[Point localization data]
_ _ _

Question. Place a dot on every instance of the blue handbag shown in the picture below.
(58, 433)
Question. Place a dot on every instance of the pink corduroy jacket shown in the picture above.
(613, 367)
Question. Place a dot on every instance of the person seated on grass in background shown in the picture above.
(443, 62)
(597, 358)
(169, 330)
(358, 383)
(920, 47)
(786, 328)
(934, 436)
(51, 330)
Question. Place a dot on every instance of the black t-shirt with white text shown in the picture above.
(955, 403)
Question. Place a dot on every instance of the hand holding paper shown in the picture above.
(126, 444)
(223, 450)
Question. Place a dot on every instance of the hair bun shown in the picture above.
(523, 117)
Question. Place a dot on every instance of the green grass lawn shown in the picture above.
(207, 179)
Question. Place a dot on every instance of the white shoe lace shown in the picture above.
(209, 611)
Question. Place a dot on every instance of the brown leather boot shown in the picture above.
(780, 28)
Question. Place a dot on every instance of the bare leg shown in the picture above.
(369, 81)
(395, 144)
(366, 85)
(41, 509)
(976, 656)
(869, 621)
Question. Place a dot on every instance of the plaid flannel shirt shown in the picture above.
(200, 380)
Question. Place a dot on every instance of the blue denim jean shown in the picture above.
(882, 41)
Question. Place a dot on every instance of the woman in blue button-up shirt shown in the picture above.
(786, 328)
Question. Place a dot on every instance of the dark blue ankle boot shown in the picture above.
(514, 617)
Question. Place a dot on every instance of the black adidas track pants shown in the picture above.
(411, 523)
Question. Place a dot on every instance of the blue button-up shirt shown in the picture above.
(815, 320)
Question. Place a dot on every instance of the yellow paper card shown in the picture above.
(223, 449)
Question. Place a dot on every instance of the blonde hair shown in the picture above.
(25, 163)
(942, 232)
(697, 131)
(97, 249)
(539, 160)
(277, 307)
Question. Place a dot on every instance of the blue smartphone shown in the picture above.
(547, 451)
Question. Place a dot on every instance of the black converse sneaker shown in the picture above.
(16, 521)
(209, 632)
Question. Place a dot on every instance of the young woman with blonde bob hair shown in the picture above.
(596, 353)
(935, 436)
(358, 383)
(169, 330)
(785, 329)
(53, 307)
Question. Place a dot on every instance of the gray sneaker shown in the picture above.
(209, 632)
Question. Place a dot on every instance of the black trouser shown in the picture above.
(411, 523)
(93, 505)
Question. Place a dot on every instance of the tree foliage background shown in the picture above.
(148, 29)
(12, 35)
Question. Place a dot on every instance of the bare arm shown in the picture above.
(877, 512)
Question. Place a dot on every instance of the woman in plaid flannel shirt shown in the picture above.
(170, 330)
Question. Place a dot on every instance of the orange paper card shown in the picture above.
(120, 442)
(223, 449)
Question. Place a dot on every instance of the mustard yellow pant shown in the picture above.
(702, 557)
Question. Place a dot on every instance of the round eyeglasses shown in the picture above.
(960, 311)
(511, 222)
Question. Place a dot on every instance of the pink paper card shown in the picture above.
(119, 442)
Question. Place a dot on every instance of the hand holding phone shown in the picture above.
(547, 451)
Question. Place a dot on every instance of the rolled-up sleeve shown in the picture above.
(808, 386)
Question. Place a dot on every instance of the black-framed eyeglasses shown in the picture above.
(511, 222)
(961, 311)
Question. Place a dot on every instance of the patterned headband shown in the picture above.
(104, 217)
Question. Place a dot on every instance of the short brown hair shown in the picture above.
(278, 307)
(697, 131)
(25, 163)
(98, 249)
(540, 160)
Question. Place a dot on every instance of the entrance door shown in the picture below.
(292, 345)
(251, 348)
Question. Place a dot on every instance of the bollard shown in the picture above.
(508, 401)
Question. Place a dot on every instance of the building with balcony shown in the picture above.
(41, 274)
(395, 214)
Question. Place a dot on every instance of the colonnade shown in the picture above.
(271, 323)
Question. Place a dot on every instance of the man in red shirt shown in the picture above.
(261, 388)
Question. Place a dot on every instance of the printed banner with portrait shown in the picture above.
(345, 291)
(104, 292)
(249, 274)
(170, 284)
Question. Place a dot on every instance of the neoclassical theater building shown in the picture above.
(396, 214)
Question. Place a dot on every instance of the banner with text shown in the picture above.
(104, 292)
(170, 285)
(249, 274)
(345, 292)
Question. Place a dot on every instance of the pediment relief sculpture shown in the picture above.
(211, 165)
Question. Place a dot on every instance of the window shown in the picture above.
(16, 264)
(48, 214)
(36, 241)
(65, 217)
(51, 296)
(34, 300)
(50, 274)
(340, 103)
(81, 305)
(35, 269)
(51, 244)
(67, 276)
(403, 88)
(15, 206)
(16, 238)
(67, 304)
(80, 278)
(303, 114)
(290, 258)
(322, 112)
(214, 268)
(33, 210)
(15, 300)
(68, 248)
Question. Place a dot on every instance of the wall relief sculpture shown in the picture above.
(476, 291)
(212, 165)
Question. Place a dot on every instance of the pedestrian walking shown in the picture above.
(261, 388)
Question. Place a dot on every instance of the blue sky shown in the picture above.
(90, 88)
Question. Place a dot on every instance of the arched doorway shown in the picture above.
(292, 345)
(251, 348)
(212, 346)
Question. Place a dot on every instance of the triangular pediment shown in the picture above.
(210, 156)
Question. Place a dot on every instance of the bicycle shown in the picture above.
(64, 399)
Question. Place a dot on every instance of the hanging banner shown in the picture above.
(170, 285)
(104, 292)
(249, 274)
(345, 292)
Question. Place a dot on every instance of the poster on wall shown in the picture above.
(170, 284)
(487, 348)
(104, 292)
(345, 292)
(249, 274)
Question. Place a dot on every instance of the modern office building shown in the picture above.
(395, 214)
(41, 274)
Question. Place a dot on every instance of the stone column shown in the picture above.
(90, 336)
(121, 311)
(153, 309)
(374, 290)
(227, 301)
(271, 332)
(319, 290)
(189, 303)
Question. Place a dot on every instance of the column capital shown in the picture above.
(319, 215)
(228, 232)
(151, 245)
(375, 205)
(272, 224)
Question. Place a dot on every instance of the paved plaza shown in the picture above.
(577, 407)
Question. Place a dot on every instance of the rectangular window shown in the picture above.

_ _ _

## THE TASK
Every entry above must be copied exactly.

## EXERCISE OUTPUT
Question. Place a dot on every instance of the blue handbag shown in the picture below.
(58, 433)
Question. Place a dot on every instance of the pink corduroy jacket shown in the picture above.
(613, 367)
Question. Place a dot on every instance of the person seated on grass in background shown in the picture above.
(443, 62)
(597, 358)
(169, 330)
(358, 383)
(920, 47)
(786, 328)
(934, 436)
(51, 330)
Question. Place a dot on every instance of the black t-shirt with white text shown in the picture above.
(955, 403)
Question. Place a dot on every instance of the hand holding paper shown in the picture above.
(126, 444)
(223, 450)
Question. Place a dot on every instance of the hair bun shown in the picture above.
(523, 117)
Question. Place a dot on every instance of the green grass lawn shown in the picture above.
(207, 179)
Question. Place a dot on every instance of the white shoe lace shown in the picture above.
(209, 611)
Question. Place a dot on every instance of the brown leather boot shown in the picture above.
(780, 28)
Question. Place a dot on every instance of the bare leg shown in the picture above.
(369, 81)
(395, 144)
(366, 85)
(41, 509)
(976, 656)
(869, 621)
Question. Place a dot on every instance of the plaid flannel shirt shown in the picture above.
(200, 380)
Question. Place a dot on every instance of the blue denim jean shown in the picture above.
(882, 41)
Question. Place a dot on every instance of the woman in blue button-up shirt shown in the picture above.
(786, 328)
Question. Place a dot on every instance of the dark blue ankle boot shown in the picture above.
(514, 617)
Question. Place a dot on every instance of the black adidas track pants shown in the picture above.
(411, 523)
Question. Place a dot on every instance of the blue button-up shirt shown in the picture above.
(815, 320)
Question. Place a dot on every instance of the yellow paper card shown in the picture above.
(223, 449)
Question. Place a dot on every instance of the blonde hair shown in the picture above.
(25, 163)
(942, 232)
(697, 131)
(97, 249)
(539, 160)
(277, 307)
Question. Place a dot on every instance of the blue smartphone shown in the picture above.
(547, 451)
Question. Place a dot on every instance of the black converse sneaker shown in the picture above.
(16, 521)
(209, 632)
Question. Place a dot on every instance of the young woman with blonde bob hair shown in the picture above.
(596, 353)
(935, 436)
(358, 383)
(169, 330)
(785, 329)
(53, 307)
Question. Place a dot on every instance of the gray sneaker shown in the picture above.
(209, 632)
Question. Place a dot on every instance of the black trouser shown in the picture above.
(411, 523)
(93, 505)
Question. Place a dot on every instance of the tree foliage background shown in the picture above.
(148, 29)
(12, 35)
Question. Place a dot on every instance of the bare arm shown in the picture above.
(877, 512)
Question. Place a dot on every instance of the woman in plaid flannel shirt shown in the picture above.
(170, 330)
Question. Place a dot on every instance of the orange paper card shown in the picture above.
(120, 442)
(223, 449)
Question. Place a dot on every instance of the mustard yellow pant shown in the picture above.
(702, 557)
Question. Place a dot on every instance of the round eyeglasses shown in the picture above.
(960, 311)
(511, 222)
Question. Place a dot on every instance of the pink paper card shown in the picture above.
(119, 442)
Question. Place a dot on every instance of the hand holding phone shown in the picture above.
(547, 451)
Question. Place a dot on every instance of the rolled-up sleeve shown in the picture above.
(808, 386)
Question. Place a dot on every instance of the black-framed eyeglasses shown in the picture above.
(511, 222)
(961, 311)
Question. Place a dot on every instance of the patterned headband shown in the picture above.
(104, 217)
Question. Place a dot on every instance of the short brown hair shown in the picture above.
(278, 307)
(697, 131)
(25, 163)
(98, 249)
(540, 160)
Question. Place a dot on every instance of the entrance door shown in the picture below.
(292, 345)
(251, 348)
Question. Place a dot on every instance of the bollard shown in the picture above.
(508, 401)
Question. Place a dot on every instance of the building with balcony shown in the picture above.
(41, 274)
(395, 214)
Question. Place a dot on every instance of the colonnade shown in the picture above.
(271, 323)
Question. Place a dot on every instance of the man in red shirt shown in the picture above.
(261, 388)
Question. Place a dot on every instance of the printed banner with portrait shown in the picture above.
(345, 291)
(104, 292)
(249, 274)
(170, 284)
Question. Place a dot on every instance of the neoclassical theater building shown in the picture above.
(396, 214)
Question. Place a dot on every instance of the banner with text shown in the picture above.
(104, 292)
(170, 285)
(249, 274)
(345, 292)
Question. Place a dot on every instance of the pediment relief sculpture shown in the picture above.
(211, 165)
Question. Place a dot on every instance of the window shown in the picture above.
(16, 264)
(48, 214)
(36, 241)
(65, 217)
(51, 296)
(34, 300)
(50, 274)
(340, 103)
(81, 305)
(35, 269)
(51, 244)
(67, 276)
(403, 88)
(15, 206)
(16, 238)
(67, 304)
(80, 278)
(303, 114)
(290, 258)
(322, 112)
(214, 268)
(33, 210)
(15, 300)
(68, 248)
Question. Place a dot on every instance of the wall relief sculpture shown in the picture above.
(476, 291)
(212, 165)
Question. Place a dot on every instance of the pedestrian walking shown in the picture above.
(261, 388)
Question. Place a dot on every instance of the blue sky shown in the picture above.
(90, 88)
Question. Place a dot on every instance of the arched doorway shown in the picture above.
(292, 345)
(251, 348)
(212, 346)
Question. Place a dot on every instance of the triangular pediment shown in the picture above.
(210, 156)
Question. Place a dot on every instance of the bicycle shown in the picture above.
(64, 399)
Question. Place a dot on every instance of the hanging banner shown in the picture above.
(170, 285)
(104, 292)
(249, 274)
(345, 292)
Question. Place a dot on every instance of the poster on wall shown in the picture above.
(170, 284)
(487, 348)
(104, 292)
(345, 292)
(249, 274)
Question. Place a dot on every instance of the modern office building shown in the picture above.
(395, 214)
(41, 274)
Question. Place a dot on every instance of the stone column shown in the picture above.
(90, 336)
(121, 311)
(153, 309)
(374, 290)
(227, 301)
(271, 332)
(319, 290)
(189, 303)
Question. Place a dot on every instance of the column capital shown in the picture above.
(319, 215)
(228, 232)
(151, 245)
(375, 205)
(272, 224)
Question. Place a dot on every instance of the paved plaza shown in the picture above.
(577, 407)
Question. Place a dot on every instance of the rectangular window shown in the picture above.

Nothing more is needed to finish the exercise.